#### [Task details]
Copy the passage on photographic fixer below word for word, from its first sentence through its last, leaving out nothing.

#### [Quoted passage]

>>>

Photographic fixer is a chemical, or mixture of chemicals, used as the final step in the photographic processing of film or paper. The fixer stabilises the image, removing the unexposed light-sensitive material from the media, and making it insensitive to further action by light.

In the gelatin silver process, the basis for all film photography, exposed silver halides are reduced to metallic silver by the developer, forming the image. Once development is complete, remaining silver halides are removed from the film or photographic paper by the fixer, typically sodium or ammonium thiosulfate. Without fixing, the remaining silver halide would darken and cause fogging of the image.

== Chemistry ==
Fixation is commonly achieved by treating the film or paper with a solution of thiosulfate salt. Popular salts are sodium thiosulfate—commonly called hypo—and ammonium thiosulfate—commonly used in modern rapid fixer formulae.
Fixation by thiosulfate involves these chemical reactions (X = halide, typically Br^{−}):
AgX + 2 S_{2}O_{3}^{2−} → [Ag(S_{2}O_{3})_{2}]^{3−} + X^{−}
AgX + 3 S_{2}O_{3}^{2−} → [Ag(S_{2}O_{3})_{3}]^{5−} + X^{−}

In addition to thiosulphate the fixer typically contains mildly acidic compounds to adjust the pH and suppress trace amounts of the developer. This compound is often an alkali hydrogen sulfite (bisulfite) which also serves to preserve the thiosulphate. Less commonly it may also contain other additives e.g. for the hardening of gelatin. There are also non-thiosulphate fixers, at least for special purposes. Fixer is used for processing all commonly used films, including black-and-white films, Kodachrome, and chromogenic films.

==Chromogenic films==
In chromogenic films, the remaining silver must be removed by a chemical mixture called a bleach fix, sometimes shortened to blix. This mixture contains ammonium thiosulfate and ferric EDTA, a powerful chelating agent. The fixing agent reduces the silver which is then dissolved by the chelating agent.

==Washing and stabilisation==
After fixation, washing is important to remove the exhausted chemicals from the emulsion. Otherwise they cause image deterioration. Other treatments of the remaining silver-based image are sometimes used to prevent "burning".

<<<

#### [Supplied material]
>>>

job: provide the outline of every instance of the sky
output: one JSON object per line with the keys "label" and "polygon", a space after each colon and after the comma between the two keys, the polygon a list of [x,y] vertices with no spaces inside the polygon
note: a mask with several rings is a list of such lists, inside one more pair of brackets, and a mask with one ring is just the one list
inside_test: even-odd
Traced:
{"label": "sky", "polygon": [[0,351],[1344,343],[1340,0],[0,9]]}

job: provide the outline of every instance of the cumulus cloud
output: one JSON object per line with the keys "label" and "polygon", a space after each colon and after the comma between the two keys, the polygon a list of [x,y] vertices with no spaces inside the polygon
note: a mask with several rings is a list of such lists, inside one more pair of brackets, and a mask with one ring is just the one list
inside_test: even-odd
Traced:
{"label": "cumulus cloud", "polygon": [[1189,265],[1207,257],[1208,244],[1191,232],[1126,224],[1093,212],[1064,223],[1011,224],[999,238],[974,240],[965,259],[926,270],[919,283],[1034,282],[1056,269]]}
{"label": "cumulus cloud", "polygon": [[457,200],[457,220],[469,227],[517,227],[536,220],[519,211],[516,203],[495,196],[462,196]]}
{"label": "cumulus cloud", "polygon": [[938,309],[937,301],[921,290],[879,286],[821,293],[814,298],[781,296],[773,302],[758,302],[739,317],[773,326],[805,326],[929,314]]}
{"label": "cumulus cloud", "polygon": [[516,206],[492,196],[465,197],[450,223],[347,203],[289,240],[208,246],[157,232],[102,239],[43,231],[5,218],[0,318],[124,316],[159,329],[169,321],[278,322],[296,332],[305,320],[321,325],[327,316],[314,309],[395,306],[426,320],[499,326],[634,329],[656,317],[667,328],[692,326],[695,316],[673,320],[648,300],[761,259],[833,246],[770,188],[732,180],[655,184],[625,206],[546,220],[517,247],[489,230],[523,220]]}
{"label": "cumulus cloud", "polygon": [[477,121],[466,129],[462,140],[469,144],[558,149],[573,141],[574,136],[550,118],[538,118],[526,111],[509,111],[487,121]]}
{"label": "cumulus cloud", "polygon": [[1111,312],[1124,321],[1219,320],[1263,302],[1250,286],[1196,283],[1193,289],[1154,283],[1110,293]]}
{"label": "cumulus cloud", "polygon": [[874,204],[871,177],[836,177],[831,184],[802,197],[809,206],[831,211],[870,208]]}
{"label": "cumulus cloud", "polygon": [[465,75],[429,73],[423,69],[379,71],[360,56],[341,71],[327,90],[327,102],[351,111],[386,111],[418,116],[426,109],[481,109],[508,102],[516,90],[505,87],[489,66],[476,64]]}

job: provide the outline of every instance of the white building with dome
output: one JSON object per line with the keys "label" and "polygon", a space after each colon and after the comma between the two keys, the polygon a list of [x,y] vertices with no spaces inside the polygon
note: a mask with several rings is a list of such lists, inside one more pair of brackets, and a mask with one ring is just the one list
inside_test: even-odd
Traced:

<<<

#### [Solution below]
Photographic fixer is a chemical, or mixture of chemicals, used as the final step in the photographic processing of film or paper. The fixer stabilises the image, removing the unexposed light-sensitive material from the media, and making it insensitive to further action by light.

In the gelatin silver process, the basis for all film photography, exposed silver halides are reduced to metallic silver by the developer, forming the image. Once development is complete, remaining silver halides are removed from the film or photographic paper by the fixer, typically sodium or ammonium thiosulfate. Without fixing, the remaining silver halide would darken and cause fogging of the image.

== Chemistry ==
Fixation is commonly achieved by treating the film or paper with a solution of thiosulfate salt. Popular salts are sodium thiosulfate—commonly called hypo—and ammonium thiosulfate—commonly used in modern rapid fixer formulae.
Fixation by thiosulfate involves these chemical reactions (X = halide, typically Br^{−}):
AgX + 2 S_{2}O_{3}^{2−} → [Ag(S_{2}O_{3})_{2}]^{3−} + X^{−}
AgX + 3 S_{2}O_{3}^{2−} → [Ag(S_{2}O_{3})_{3}]^{5−} + X^{−}

In addition to thiosulphate the fixer typically contains mildly acidic compounds to adjust the pH and suppress trace amounts of the developer. This compound is often an alkali hydrogen sulfite (bisulfite) which also serves to preserve the thiosulphate. Less commonly it may also contain other additives e.g. for the hardening of gelatin. There are also non-thiosulphate fixers, at least for special purposes. Fixer is used for processing all commonly used films, including black-and-white films, Kodachrome, and chromogenic films.

==Chromogenic films==
In chromogenic films, the remaining silver must be removed by a chemical mixture called a bleach fix, sometimes shortened to blix. This mixture contains ammonium thiosulfate and ferric EDTA, a powerful chelating agent. The fixing agent reduces the silver which is then dissolved by the chelating agent.

==Washing and stabilisation==
After fixation, washing is important to remove the exhausted chemicals from the emulsion. Otherwise they cause image deterioration. Other treatments of the remaining silver-based image are sometimes used to prevent "burning".